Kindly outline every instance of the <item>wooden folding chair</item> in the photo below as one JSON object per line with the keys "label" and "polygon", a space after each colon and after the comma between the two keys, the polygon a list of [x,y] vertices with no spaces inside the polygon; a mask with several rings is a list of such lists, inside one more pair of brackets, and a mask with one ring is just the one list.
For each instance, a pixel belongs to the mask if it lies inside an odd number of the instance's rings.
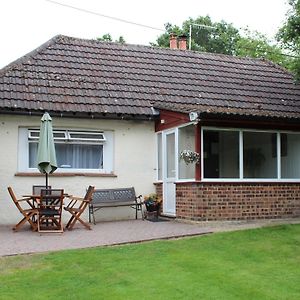
{"label": "wooden folding chair", "polygon": [[[24,197],[17,199],[13,189],[9,186],[8,193],[10,194],[14,204],[23,215],[23,219],[13,227],[13,230],[18,230],[22,225],[28,222],[31,225],[32,230],[37,230],[37,224],[35,222],[35,216],[38,214],[38,210],[34,207],[32,199],[30,197]],[[21,203],[24,203],[27,207],[21,206]]]}
{"label": "wooden folding chair", "polygon": [[91,226],[81,219],[81,215],[92,201],[94,189],[94,186],[89,186],[84,198],[70,197],[71,201],[64,207],[64,209],[72,215],[67,223],[67,229],[71,230],[75,223],[79,221],[84,227],[91,230]]}
{"label": "wooden folding chair", "polygon": [[41,189],[38,209],[38,232],[63,232],[63,189]]}

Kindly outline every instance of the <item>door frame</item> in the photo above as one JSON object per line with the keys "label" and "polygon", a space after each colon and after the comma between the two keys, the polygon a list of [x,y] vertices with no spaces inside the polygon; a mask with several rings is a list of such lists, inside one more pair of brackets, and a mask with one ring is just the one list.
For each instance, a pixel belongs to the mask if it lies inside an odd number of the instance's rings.
{"label": "door frame", "polygon": [[[168,129],[161,132],[162,133],[162,185],[163,185],[163,214],[169,216],[176,216],[176,181],[178,180],[178,128]],[[167,136],[174,134],[174,167],[175,174],[174,177],[167,177]],[[171,193],[170,184],[174,185],[172,187]],[[169,185],[167,187],[167,185]],[[170,198],[171,197],[171,198]],[[171,201],[171,202],[170,202]],[[171,205],[170,205],[171,203]],[[174,208],[174,210],[169,210],[169,207]]]}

▬▬▬

Task to carry out = Your answer should be one number: how many lines in the material hold the word "list".

Result for this exercise = 2